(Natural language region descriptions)
****

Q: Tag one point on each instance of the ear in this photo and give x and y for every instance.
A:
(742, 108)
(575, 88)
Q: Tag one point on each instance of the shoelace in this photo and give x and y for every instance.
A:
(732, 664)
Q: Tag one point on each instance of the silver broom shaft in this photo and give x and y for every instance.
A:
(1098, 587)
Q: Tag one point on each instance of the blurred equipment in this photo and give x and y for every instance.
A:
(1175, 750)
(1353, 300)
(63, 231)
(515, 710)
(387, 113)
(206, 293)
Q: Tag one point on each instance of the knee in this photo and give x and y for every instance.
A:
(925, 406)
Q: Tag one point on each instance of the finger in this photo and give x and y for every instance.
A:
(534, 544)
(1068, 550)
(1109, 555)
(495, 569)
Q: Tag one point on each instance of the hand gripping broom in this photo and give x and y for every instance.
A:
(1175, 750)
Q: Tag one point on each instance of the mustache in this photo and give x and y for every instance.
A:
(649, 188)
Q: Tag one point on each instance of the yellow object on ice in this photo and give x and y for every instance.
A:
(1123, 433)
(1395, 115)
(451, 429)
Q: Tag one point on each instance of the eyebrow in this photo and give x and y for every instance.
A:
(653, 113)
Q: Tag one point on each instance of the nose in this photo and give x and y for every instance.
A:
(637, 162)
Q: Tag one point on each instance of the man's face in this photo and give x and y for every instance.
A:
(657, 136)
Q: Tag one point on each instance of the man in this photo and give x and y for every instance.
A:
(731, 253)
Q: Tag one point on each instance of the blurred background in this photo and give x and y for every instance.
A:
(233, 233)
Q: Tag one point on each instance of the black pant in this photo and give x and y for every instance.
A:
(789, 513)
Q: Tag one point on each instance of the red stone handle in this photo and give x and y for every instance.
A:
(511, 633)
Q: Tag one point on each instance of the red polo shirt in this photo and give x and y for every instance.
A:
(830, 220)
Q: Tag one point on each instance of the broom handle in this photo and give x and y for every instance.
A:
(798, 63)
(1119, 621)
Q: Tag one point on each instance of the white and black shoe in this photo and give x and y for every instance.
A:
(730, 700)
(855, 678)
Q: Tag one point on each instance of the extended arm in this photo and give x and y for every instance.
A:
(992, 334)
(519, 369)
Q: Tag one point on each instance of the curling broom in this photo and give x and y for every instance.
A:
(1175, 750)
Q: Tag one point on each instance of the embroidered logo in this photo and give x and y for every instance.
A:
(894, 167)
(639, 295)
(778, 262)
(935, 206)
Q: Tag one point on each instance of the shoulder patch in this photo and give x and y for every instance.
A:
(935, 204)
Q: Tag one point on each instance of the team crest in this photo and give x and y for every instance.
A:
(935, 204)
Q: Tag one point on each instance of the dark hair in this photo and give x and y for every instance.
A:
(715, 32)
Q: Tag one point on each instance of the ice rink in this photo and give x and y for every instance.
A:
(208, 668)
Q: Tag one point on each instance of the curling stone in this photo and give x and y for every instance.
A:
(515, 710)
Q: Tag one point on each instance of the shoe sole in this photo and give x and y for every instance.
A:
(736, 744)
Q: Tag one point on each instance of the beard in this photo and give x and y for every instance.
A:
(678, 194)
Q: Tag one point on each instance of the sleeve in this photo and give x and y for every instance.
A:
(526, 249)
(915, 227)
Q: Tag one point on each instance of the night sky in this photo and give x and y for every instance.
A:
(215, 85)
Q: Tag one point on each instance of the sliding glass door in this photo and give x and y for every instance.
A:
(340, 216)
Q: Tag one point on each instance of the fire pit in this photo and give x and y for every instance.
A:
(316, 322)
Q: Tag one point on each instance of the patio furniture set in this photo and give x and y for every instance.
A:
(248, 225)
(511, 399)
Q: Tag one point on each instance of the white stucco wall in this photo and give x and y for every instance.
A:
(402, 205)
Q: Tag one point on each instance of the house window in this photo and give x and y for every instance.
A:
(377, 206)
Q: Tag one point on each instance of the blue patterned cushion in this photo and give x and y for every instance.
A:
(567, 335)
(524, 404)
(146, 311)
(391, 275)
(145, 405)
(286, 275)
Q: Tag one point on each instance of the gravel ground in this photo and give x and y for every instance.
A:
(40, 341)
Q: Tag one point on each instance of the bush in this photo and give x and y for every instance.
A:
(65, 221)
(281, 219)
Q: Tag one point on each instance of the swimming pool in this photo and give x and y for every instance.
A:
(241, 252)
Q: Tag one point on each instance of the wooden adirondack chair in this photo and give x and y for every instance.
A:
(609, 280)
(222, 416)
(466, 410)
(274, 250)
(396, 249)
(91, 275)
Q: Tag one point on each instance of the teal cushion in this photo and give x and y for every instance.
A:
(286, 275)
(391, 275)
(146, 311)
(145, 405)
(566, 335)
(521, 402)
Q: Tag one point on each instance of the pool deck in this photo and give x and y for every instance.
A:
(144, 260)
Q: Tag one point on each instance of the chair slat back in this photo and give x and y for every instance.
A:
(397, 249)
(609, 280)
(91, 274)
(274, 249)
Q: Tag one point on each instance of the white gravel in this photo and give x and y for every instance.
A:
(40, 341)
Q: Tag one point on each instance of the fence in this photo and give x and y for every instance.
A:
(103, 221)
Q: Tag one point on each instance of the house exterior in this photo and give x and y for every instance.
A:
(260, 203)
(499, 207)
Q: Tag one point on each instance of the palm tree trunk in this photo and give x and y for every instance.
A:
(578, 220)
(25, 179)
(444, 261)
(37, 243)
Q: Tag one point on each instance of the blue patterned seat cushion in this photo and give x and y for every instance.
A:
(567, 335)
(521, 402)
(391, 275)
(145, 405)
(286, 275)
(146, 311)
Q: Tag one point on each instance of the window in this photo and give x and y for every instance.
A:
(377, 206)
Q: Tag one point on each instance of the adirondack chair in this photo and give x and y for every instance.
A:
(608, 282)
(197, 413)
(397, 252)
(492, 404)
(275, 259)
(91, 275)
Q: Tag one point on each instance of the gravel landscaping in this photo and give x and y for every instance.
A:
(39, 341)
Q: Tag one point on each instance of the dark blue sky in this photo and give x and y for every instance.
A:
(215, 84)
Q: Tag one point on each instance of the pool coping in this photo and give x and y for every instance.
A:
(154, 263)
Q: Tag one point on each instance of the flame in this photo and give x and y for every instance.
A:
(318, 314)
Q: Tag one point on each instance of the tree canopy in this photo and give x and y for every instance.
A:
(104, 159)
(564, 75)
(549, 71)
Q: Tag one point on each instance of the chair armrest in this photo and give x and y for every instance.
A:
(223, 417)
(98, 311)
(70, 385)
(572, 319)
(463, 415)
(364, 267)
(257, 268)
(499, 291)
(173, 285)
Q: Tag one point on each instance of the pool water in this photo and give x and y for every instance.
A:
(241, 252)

****

- [What the task requires]:
Above are the entries; copy every line among them that contains the word "adirondack".

- [Result of this exercise]:
Q: Tag one point on each instance of the wooden adirondack chair in this photo and give x and y for every instance.
Q: Tag one point on each instance of the adirondack chair in this photo and give x and y for every instance.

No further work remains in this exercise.